### Written instruction:
Pick out every line of the rows below that contains the word "nose", and copy each such line in full.

====== Information shown

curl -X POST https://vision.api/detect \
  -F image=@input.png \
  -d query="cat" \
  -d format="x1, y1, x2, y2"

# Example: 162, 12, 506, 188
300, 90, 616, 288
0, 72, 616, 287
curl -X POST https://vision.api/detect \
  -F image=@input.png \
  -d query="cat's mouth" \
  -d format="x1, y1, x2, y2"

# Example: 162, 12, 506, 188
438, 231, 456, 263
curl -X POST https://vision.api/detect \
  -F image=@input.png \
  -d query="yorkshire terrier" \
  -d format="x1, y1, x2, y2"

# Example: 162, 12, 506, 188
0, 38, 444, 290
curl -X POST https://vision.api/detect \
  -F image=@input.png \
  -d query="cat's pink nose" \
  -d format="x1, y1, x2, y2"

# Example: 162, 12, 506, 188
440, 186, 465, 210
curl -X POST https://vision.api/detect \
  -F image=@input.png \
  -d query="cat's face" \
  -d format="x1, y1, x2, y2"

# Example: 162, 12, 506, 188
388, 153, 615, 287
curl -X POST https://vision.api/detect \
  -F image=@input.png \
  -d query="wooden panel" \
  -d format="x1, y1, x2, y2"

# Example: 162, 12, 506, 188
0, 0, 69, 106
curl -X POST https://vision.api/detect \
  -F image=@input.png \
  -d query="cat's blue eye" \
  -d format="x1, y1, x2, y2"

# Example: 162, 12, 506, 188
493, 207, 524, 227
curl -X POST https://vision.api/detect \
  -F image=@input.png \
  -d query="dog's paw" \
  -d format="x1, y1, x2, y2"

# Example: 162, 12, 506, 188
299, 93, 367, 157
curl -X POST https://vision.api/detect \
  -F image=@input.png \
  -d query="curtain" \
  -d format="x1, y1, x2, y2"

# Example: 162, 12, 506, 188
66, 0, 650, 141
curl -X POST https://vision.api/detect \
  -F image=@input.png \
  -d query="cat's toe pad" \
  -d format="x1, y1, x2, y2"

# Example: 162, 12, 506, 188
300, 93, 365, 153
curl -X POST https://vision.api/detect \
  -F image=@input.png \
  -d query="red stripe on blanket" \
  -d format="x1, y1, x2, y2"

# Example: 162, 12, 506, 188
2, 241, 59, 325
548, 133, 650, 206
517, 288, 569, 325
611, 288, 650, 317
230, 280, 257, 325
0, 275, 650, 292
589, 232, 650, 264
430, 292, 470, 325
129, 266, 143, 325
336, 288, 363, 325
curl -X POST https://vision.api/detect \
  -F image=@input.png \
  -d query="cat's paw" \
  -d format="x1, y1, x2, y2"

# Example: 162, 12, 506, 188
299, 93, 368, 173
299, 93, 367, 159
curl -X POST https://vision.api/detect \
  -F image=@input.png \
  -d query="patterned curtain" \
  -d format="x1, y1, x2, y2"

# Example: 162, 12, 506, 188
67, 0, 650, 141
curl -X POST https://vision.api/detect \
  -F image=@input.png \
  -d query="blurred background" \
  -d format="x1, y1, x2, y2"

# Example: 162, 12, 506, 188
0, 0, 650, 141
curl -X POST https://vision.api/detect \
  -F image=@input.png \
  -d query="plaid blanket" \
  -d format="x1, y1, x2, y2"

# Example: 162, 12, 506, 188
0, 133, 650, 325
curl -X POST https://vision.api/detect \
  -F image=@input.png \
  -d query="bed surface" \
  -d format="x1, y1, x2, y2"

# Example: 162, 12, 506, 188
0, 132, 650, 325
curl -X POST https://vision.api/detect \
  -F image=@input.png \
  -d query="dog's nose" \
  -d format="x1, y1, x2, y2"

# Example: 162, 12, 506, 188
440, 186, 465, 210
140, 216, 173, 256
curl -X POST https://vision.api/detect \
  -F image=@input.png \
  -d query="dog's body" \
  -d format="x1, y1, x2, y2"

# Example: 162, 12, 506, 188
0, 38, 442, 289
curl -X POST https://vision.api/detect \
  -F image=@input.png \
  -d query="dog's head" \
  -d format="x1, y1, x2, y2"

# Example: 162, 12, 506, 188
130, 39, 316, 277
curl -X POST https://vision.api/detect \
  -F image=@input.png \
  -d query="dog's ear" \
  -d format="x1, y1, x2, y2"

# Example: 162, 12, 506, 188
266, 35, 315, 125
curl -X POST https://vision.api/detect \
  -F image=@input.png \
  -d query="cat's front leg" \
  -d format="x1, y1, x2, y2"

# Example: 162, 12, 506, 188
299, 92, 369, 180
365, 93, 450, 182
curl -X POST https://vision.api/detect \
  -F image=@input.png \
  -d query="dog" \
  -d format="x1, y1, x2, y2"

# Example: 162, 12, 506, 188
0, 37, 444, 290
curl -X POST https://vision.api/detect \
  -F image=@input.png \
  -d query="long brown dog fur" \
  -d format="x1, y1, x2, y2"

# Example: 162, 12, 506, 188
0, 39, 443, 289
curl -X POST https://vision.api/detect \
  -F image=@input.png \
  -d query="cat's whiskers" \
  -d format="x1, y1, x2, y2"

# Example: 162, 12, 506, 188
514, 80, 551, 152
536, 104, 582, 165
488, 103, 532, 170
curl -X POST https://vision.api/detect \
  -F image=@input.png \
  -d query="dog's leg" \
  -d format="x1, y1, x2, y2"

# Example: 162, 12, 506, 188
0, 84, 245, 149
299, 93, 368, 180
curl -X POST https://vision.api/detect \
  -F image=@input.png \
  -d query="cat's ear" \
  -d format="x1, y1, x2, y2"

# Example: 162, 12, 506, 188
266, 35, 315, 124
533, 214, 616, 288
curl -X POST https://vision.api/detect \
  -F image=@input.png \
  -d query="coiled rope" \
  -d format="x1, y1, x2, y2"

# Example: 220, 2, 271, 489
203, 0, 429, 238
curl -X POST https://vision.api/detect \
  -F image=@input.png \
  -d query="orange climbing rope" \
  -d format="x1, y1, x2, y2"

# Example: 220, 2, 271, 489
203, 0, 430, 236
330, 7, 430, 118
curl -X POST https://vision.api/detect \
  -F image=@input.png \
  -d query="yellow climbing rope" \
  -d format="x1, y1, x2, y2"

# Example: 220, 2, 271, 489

============

### Written solution:
  -d query="cat's pink nose" \
  -d query="dog's nose" \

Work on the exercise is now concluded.